======== Records for this task

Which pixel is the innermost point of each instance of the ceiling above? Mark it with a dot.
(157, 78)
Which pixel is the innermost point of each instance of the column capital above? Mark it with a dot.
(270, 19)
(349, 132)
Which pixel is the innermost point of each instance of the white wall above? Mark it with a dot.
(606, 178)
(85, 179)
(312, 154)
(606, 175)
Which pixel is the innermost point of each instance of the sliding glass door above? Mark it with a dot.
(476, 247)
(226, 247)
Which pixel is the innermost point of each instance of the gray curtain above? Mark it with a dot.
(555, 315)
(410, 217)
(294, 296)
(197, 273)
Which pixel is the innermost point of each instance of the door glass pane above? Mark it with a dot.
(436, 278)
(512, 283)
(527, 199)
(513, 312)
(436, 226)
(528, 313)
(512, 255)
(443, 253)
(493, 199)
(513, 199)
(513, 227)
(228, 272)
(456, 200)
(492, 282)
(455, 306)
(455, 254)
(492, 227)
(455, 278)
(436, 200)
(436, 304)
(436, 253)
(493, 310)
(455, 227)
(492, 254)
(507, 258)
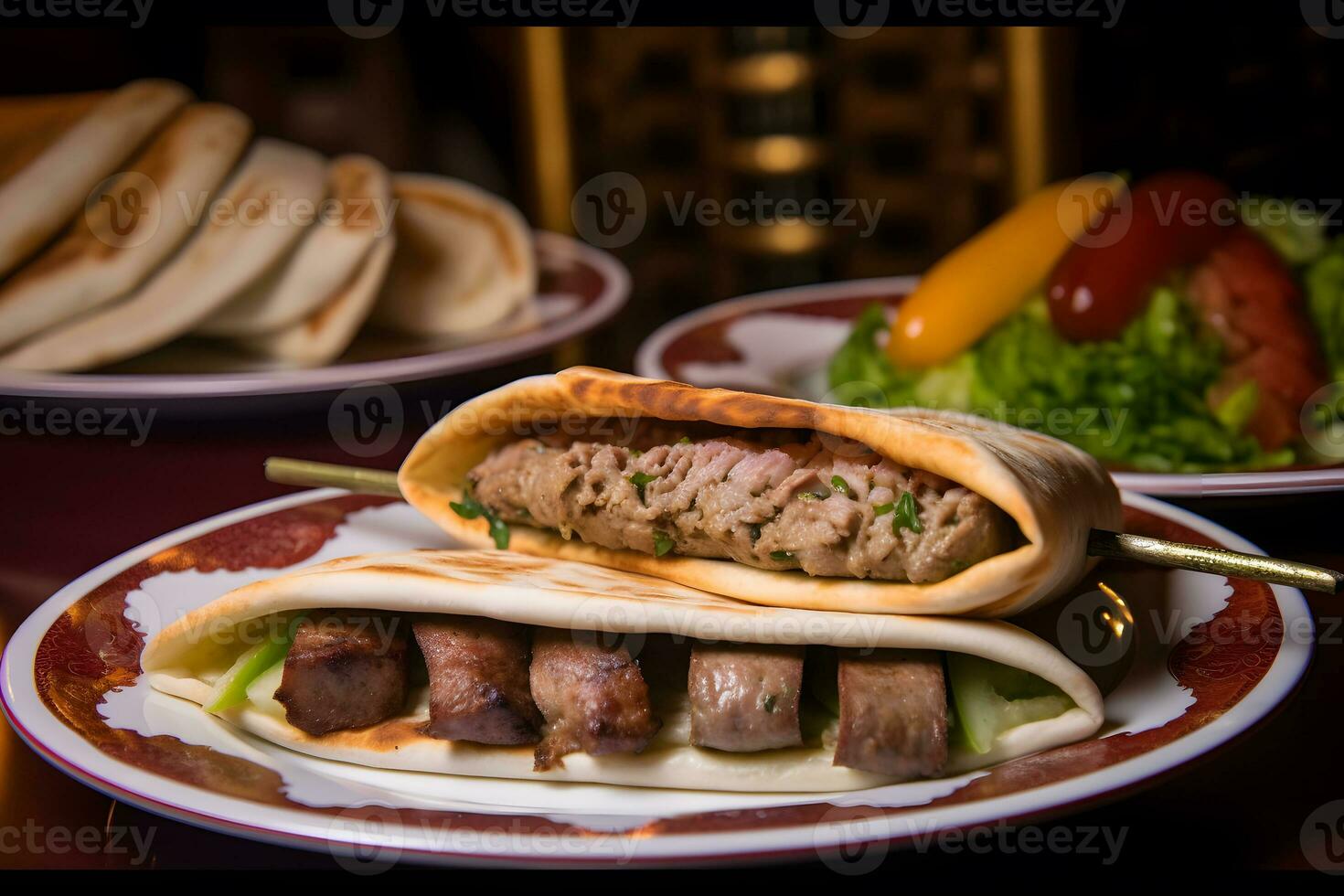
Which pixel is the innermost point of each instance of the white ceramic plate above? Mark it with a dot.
(780, 343)
(581, 288)
(70, 686)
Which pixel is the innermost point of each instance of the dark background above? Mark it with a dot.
(915, 116)
(920, 117)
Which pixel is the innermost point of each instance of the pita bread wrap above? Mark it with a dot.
(191, 656)
(48, 192)
(245, 229)
(129, 228)
(464, 258)
(1051, 491)
(359, 197)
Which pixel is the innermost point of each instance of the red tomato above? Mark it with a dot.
(1174, 219)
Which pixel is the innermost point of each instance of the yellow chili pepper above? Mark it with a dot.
(991, 275)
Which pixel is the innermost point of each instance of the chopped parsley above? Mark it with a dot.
(907, 515)
(906, 511)
(638, 481)
(469, 509)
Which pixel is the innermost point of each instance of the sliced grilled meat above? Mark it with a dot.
(892, 712)
(477, 680)
(745, 696)
(593, 698)
(346, 669)
(795, 506)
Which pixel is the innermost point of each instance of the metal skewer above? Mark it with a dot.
(1100, 543)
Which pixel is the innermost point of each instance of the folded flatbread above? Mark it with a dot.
(50, 188)
(765, 498)
(359, 211)
(464, 260)
(320, 337)
(519, 676)
(131, 228)
(253, 222)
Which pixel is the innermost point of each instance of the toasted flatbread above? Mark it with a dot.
(131, 228)
(322, 336)
(191, 655)
(325, 262)
(51, 187)
(1054, 492)
(28, 125)
(248, 228)
(464, 258)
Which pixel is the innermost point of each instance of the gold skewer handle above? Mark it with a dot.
(1215, 560)
(288, 470)
(1100, 544)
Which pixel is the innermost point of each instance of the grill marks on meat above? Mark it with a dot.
(745, 698)
(593, 698)
(772, 508)
(346, 669)
(892, 712)
(479, 686)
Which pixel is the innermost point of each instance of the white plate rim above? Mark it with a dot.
(69, 752)
(615, 291)
(648, 361)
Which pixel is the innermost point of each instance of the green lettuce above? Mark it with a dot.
(1136, 402)
(1324, 285)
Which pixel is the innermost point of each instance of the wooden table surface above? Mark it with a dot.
(78, 500)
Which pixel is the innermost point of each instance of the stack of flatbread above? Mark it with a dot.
(132, 218)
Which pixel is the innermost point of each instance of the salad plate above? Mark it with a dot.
(71, 686)
(784, 341)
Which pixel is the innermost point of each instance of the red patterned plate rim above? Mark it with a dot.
(698, 336)
(605, 288)
(51, 687)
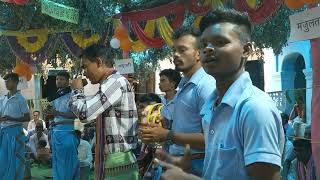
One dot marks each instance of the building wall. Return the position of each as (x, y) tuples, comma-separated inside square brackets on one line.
[(279, 74)]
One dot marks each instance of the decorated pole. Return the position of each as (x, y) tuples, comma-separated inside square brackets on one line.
[(315, 102), (315, 107)]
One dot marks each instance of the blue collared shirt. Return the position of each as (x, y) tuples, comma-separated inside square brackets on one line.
[(243, 129), (15, 106), (167, 110), (188, 103)]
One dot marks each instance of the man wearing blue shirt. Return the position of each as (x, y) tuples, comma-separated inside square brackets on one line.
[(65, 163), (13, 112), (169, 81), (194, 89), (242, 127)]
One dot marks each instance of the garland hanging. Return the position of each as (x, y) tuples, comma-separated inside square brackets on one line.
[(263, 12), (34, 43), (77, 42), (31, 53), (17, 2)]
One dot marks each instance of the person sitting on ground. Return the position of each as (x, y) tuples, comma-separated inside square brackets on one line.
[(32, 124), (84, 156), (35, 139), (306, 168), (43, 153)]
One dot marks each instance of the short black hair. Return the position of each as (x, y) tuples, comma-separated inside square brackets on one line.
[(284, 117), (233, 16), (150, 97), (12, 76), (99, 51), (182, 31), (63, 74), (42, 143), (172, 75)]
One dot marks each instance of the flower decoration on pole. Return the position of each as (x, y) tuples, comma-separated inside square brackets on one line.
[(294, 4), (18, 2), (122, 35), (23, 69), (115, 43)]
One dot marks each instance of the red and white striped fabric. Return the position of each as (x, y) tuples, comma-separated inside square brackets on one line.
[(18, 2)]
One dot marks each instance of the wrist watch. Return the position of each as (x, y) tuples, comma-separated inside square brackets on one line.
[(170, 137)]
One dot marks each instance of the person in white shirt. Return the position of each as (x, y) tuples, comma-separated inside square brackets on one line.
[(34, 139), (85, 157), (32, 124)]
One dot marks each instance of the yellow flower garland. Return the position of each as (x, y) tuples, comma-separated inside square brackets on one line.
[(33, 47), (85, 42)]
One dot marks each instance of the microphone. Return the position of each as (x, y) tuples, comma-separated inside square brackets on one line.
[(84, 82)]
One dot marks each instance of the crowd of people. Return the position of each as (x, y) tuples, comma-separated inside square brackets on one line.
[(212, 122)]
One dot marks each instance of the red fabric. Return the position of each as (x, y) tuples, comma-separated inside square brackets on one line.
[(153, 13), (315, 105), (197, 9), (18, 2), (149, 42), (262, 13)]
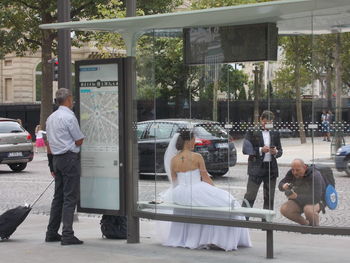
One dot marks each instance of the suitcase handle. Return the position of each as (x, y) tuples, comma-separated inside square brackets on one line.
[(47, 187)]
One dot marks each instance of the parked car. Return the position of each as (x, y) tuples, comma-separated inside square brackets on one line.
[(212, 142), (342, 159), (16, 147)]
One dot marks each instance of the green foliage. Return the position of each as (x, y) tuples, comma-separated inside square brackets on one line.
[(20, 20), (297, 50), (202, 4)]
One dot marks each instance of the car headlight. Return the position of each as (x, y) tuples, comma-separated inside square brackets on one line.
[(340, 152)]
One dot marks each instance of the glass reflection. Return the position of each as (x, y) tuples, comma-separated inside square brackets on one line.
[(307, 91)]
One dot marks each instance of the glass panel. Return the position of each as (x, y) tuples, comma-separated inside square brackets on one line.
[(331, 113)]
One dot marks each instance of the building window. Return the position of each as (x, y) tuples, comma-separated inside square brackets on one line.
[(8, 92), (8, 63)]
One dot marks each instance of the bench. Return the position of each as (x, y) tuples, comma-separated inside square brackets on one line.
[(217, 212), (268, 215)]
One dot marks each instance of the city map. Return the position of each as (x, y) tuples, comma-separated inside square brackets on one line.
[(99, 118)]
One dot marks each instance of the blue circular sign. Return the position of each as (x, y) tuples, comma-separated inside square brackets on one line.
[(331, 197)]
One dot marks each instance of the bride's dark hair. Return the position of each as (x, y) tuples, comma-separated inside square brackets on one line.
[(185, 135)]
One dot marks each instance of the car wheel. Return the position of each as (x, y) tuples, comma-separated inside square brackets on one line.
[(347, 166), (17, 167), (218, 173)]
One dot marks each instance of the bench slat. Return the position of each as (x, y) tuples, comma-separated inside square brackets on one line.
[(266, 214)]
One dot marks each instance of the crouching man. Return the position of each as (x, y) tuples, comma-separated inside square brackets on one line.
[(303, 187)]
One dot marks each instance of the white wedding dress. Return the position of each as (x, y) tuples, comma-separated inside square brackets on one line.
[(191, 191)]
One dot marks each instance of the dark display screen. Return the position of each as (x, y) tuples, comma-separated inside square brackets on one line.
[(227, 44)]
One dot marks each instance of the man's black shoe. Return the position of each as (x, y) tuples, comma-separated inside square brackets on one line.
[(71, 241), (53, 238)]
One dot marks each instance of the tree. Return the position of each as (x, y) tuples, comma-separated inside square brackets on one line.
[(20, 33), (201, 4), (298, 57)]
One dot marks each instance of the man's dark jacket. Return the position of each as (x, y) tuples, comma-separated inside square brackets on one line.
[(253, 141), (303, 187)]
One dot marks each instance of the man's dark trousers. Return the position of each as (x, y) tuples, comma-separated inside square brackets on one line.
[(67, 176), (269, 186)]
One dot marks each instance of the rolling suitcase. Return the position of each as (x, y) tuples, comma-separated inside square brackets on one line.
[(12, 218)]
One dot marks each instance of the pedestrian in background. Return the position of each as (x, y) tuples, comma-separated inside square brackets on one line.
[(325, 118), (64, 139), (263, 145), (39, 138)]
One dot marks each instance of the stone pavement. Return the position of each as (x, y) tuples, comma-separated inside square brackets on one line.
[(27, 245)]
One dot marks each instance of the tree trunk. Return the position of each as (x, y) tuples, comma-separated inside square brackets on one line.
[(46, 92), (329, 74), (256, 95), (215, 99), (338, 91), (299, 104)]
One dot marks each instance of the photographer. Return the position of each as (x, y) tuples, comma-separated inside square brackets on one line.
[(303, 187)]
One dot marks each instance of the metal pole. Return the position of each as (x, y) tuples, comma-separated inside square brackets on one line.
[(64, 46), (269, 243), (131, 141)]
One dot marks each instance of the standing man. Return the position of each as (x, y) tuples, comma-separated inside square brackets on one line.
[(263, 145), (64, 138)]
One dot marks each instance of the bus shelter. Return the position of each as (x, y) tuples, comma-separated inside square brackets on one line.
[(216, 71)]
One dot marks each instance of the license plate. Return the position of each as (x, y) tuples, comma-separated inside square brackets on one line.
[(222, 145), (15, 154)]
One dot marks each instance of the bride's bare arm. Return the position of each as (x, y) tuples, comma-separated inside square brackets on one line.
[(173, 173), (203, 171)]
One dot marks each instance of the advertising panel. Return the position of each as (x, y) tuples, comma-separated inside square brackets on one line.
[(98, 88)]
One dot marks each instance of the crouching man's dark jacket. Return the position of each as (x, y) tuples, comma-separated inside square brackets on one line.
[(303, 187)]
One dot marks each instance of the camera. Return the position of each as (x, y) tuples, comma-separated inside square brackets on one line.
[(289, 190)]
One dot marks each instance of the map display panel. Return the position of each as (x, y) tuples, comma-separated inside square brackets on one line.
[(99, 122)]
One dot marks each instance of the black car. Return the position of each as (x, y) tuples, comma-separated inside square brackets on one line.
[(212, 142)]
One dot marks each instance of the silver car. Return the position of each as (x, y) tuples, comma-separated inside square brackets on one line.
[(16, 147)]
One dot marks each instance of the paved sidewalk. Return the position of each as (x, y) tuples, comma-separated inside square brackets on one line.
[(27, 245)]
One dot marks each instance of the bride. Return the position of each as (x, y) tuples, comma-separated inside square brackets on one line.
[(192, 186)]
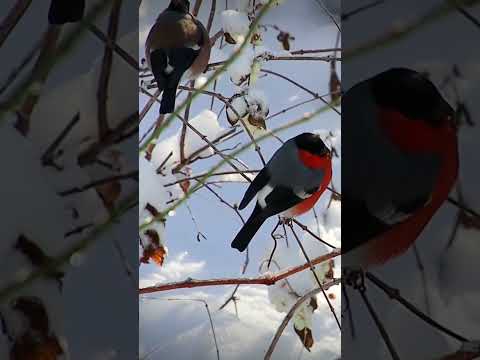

================

### Your objective
List every line of the items above that contains the string "person", treating uppercase and lowercase letters as distinct.

### Solution to the exercise
One dot marks each instance of the person sitting on ground. Return the position of each as (x, y) tuples, comma-separated inside square brackets on one line.
One dot marks each instance of the person in white shirt. Return the position of each as (x, y) tuples, comma-separated inside square brackets on one line.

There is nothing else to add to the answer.